**GOAL OF THE EXERCISE:**
Gather every line in the records below that contains the string "positive". Case counts.

INPUT RECORDS: Begin

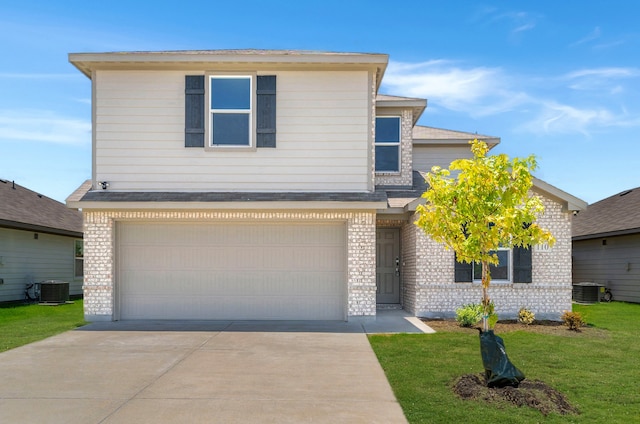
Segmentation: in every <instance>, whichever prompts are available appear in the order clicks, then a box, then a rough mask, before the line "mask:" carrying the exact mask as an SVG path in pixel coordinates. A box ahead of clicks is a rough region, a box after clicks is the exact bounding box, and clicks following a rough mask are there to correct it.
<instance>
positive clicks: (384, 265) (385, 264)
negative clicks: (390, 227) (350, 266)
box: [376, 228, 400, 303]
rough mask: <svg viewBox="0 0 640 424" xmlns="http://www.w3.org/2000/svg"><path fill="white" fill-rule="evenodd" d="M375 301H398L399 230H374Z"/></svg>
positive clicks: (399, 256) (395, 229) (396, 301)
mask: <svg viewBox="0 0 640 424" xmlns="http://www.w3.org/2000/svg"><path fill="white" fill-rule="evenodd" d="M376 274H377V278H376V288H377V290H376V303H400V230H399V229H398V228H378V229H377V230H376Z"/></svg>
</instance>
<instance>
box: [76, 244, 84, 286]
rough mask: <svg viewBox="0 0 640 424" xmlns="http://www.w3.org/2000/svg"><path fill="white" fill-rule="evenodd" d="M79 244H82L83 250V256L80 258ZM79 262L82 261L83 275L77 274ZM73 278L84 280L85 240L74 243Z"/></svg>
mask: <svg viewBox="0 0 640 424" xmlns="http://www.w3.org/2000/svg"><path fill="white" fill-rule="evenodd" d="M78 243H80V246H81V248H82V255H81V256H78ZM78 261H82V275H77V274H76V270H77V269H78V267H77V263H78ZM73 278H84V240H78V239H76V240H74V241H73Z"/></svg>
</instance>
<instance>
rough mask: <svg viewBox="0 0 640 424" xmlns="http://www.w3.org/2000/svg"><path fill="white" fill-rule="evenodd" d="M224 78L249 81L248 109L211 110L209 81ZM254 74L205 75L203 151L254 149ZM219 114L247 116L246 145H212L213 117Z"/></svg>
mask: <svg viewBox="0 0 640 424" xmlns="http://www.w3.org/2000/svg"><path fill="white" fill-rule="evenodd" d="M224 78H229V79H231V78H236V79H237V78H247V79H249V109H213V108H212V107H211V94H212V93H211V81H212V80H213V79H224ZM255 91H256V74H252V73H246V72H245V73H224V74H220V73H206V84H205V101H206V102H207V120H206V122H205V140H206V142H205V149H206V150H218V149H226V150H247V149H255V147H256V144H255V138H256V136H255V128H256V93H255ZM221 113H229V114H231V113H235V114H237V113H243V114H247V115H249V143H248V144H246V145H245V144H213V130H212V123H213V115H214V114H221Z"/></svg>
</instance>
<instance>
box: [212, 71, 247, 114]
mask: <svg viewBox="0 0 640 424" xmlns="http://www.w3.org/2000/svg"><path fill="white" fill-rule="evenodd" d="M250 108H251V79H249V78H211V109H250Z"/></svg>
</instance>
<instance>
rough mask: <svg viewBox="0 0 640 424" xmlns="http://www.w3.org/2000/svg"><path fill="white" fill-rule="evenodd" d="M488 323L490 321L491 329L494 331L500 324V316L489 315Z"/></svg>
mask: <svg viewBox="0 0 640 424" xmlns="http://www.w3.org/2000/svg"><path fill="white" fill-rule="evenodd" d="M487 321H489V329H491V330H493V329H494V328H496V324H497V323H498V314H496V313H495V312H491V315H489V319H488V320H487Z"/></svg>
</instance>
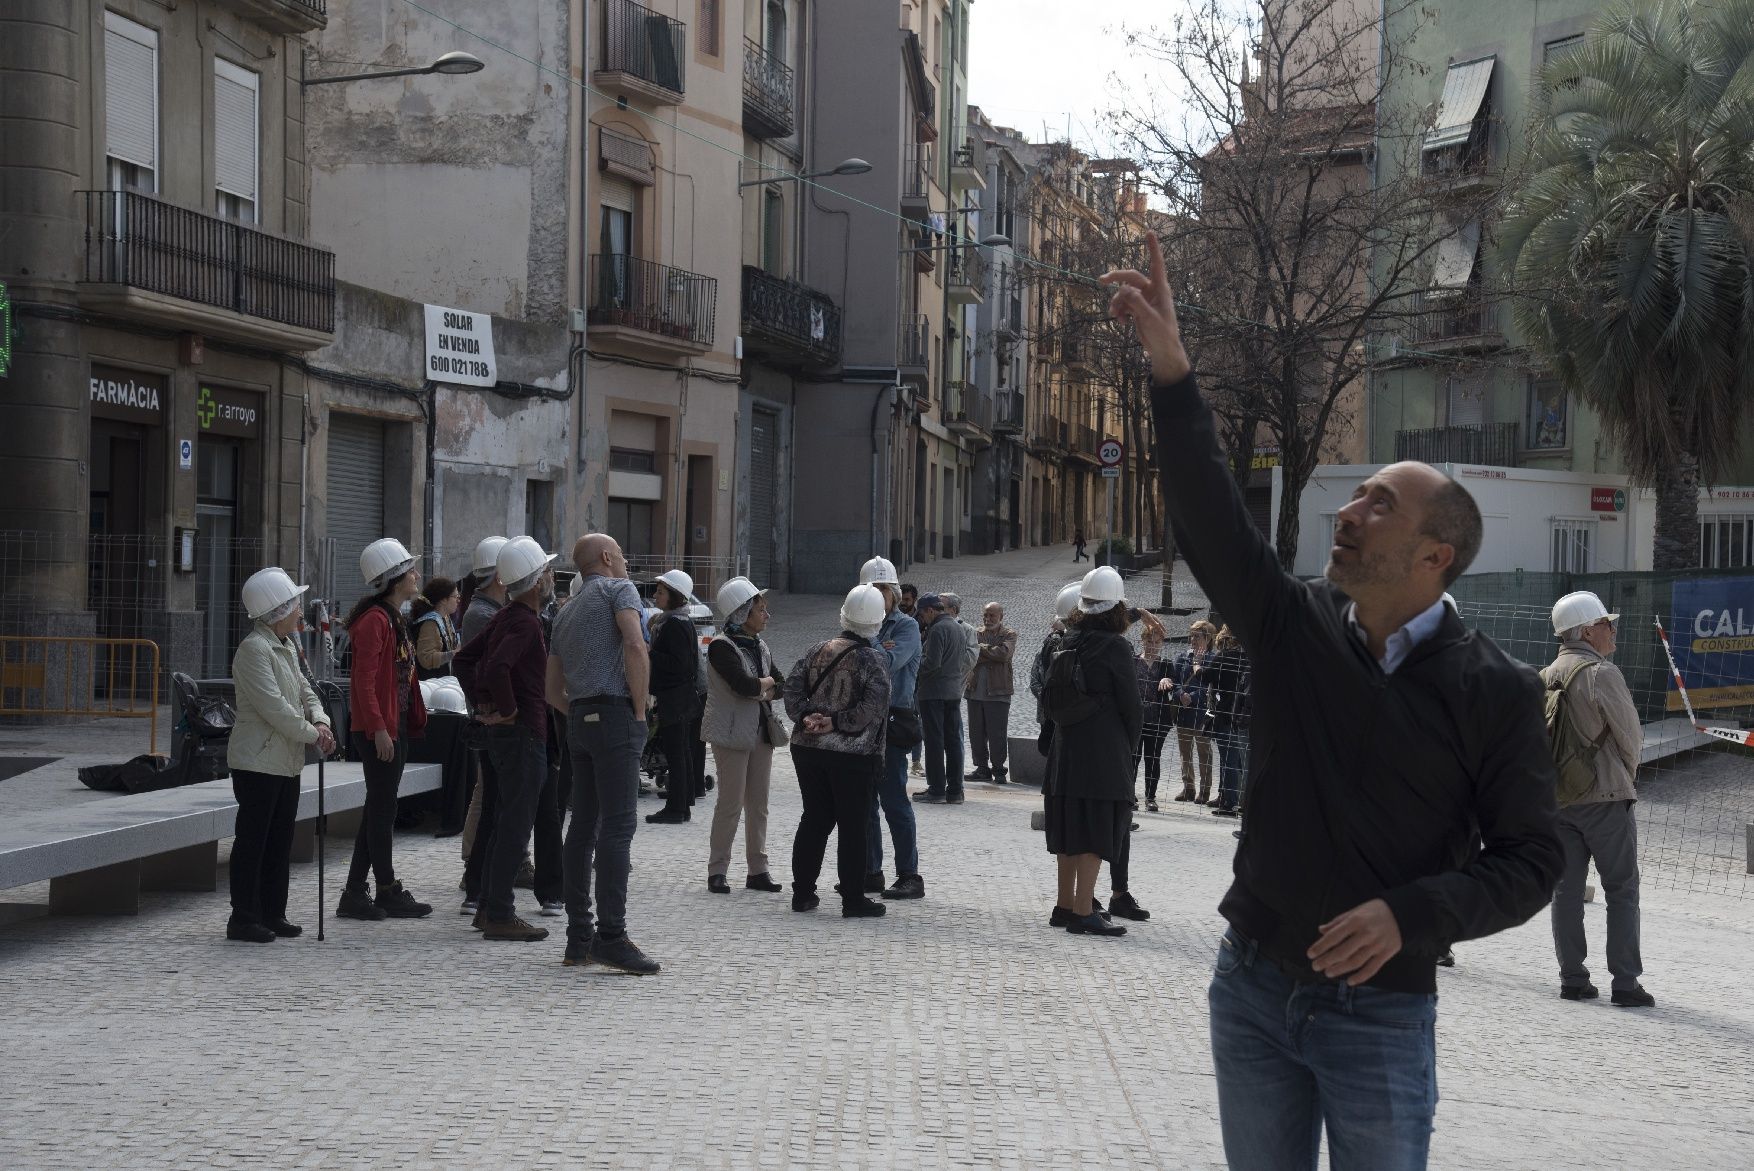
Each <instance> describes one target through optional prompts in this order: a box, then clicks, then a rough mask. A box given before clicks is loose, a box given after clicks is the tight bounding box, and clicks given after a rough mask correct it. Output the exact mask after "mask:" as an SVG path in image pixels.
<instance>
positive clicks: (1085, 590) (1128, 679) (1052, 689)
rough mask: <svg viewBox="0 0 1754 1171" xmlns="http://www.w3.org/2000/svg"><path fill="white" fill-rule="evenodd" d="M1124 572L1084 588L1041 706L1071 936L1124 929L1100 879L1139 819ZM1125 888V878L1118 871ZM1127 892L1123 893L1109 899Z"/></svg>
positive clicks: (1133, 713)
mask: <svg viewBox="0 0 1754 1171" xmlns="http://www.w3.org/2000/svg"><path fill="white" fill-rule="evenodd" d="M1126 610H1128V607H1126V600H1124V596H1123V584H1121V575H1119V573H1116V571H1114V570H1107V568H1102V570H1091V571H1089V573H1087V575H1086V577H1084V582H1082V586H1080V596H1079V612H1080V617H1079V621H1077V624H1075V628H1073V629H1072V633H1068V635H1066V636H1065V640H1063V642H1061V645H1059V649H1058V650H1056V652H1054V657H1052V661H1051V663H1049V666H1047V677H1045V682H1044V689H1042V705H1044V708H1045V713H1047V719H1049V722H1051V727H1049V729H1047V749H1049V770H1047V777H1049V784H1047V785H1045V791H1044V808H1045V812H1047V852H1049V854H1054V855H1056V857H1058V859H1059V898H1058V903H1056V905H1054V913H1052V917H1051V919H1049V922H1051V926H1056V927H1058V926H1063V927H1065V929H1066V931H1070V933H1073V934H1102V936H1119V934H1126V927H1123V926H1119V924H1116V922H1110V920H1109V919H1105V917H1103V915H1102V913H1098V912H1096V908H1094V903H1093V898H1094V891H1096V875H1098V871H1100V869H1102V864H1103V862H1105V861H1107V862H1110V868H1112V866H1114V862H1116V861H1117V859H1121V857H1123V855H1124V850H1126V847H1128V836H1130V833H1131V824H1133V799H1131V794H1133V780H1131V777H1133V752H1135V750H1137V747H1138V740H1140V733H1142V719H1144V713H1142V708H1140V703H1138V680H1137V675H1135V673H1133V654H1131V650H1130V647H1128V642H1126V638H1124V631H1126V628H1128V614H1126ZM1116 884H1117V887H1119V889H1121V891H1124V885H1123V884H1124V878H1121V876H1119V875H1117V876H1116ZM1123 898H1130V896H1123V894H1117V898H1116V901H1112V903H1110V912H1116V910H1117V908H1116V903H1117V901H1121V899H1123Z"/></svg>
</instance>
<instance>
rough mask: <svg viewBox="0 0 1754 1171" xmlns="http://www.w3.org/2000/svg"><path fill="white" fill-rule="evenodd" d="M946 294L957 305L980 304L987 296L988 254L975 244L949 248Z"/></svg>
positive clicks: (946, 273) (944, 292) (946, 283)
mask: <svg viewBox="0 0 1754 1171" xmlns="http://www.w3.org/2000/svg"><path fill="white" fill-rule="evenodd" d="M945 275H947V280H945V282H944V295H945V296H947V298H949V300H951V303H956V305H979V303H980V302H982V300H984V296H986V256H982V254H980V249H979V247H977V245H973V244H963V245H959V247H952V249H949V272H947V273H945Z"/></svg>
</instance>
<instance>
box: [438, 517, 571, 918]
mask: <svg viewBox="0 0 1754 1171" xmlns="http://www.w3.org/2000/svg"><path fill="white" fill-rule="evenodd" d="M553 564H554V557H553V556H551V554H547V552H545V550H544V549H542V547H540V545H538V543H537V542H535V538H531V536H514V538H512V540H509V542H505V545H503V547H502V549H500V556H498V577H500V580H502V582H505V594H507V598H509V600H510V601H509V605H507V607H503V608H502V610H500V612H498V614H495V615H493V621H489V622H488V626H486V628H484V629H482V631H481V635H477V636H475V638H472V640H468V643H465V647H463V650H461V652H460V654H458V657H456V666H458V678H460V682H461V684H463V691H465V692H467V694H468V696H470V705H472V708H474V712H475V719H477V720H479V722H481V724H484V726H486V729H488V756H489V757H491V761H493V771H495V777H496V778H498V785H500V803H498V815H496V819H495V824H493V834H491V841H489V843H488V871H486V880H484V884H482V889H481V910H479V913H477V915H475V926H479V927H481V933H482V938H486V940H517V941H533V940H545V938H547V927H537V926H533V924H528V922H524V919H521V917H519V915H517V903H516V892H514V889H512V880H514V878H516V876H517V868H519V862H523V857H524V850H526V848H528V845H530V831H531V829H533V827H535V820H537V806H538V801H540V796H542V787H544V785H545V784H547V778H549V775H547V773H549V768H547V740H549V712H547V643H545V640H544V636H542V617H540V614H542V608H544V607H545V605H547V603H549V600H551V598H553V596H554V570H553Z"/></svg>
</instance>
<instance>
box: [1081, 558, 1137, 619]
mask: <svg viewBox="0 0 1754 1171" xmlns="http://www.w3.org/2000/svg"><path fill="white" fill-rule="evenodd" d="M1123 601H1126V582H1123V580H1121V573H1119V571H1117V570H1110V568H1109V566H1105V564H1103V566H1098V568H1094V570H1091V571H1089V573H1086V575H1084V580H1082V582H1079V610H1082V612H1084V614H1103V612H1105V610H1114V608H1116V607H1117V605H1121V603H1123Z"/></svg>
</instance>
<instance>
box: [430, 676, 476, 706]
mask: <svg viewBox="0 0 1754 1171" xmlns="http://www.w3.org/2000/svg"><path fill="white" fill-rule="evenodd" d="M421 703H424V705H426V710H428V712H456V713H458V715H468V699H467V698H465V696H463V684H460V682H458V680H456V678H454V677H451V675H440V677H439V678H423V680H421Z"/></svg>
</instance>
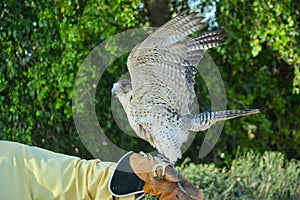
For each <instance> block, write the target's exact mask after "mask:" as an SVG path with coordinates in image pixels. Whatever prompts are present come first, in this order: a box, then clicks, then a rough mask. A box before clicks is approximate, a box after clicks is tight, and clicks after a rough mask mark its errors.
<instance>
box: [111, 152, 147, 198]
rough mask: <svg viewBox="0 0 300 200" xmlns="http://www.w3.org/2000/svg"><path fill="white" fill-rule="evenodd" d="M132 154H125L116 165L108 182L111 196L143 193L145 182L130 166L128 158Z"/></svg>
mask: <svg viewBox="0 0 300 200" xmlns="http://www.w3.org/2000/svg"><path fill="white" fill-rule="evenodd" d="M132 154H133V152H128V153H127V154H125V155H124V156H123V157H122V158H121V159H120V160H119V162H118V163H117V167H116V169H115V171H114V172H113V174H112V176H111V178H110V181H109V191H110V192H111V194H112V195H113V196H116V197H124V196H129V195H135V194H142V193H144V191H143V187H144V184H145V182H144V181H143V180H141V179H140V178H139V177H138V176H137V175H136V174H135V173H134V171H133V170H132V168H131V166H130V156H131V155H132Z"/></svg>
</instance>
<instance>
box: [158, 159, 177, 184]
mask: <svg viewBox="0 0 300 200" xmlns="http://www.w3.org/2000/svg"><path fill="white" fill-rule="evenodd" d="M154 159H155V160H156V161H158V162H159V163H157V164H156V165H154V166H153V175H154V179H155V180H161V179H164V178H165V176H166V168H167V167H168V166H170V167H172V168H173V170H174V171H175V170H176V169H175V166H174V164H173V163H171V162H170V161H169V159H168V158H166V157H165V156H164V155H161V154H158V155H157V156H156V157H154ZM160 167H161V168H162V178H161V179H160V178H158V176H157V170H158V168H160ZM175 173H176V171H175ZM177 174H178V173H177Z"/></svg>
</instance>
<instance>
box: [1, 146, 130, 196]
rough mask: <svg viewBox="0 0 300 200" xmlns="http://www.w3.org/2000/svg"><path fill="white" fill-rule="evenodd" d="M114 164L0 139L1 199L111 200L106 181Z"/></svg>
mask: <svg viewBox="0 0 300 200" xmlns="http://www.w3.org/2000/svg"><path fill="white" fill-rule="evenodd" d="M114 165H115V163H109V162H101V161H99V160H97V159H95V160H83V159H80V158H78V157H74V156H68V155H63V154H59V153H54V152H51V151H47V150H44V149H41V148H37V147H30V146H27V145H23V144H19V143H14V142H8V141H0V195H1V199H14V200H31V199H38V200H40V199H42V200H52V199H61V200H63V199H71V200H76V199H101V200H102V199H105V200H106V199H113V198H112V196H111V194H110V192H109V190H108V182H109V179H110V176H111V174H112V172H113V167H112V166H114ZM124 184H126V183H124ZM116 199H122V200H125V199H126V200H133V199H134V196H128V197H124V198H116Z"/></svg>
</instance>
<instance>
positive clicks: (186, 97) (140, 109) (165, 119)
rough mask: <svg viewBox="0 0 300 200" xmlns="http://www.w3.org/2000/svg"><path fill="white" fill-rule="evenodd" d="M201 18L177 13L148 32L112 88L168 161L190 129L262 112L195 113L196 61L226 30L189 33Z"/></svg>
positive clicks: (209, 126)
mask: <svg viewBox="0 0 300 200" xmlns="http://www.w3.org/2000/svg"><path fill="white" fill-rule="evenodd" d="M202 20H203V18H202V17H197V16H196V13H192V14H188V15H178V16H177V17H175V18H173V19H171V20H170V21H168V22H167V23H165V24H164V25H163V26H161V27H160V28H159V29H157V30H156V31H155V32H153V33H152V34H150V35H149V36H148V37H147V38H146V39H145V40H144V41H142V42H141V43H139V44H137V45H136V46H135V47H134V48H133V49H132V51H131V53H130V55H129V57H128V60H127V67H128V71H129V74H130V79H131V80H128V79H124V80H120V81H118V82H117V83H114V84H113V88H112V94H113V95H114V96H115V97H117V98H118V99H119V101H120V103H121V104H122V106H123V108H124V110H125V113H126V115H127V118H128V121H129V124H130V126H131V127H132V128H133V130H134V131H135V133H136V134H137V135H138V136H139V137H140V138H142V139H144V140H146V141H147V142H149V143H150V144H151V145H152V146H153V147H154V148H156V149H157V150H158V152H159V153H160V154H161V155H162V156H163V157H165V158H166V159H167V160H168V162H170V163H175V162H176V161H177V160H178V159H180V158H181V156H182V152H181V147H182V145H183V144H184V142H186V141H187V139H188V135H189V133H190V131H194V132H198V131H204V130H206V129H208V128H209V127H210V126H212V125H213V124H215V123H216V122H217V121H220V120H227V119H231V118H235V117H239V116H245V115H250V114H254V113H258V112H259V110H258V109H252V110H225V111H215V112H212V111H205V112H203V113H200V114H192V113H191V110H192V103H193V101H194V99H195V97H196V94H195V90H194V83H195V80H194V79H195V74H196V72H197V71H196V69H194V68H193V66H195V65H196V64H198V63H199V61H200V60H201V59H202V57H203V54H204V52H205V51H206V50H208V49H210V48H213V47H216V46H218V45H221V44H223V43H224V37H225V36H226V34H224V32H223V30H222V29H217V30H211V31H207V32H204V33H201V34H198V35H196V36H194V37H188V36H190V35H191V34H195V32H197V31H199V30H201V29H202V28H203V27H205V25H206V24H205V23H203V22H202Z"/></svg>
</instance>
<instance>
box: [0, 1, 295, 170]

INPUT RECORDS: End

**TASK RESPONSE:**
positive clicks: (384, 265) (385, 264)
positive clicks: (399, 256) (395, 229) (396, 301)
positive clicks: (1085, 590) (1128, 679) (1052, 689)
positive clicks: (1133, 713)
positive clicks: (946, 273) (944, 292) (946, 283)
positive clicks: (186, 97) (140, 109) (165, 119)
positive clicks: (209, 126)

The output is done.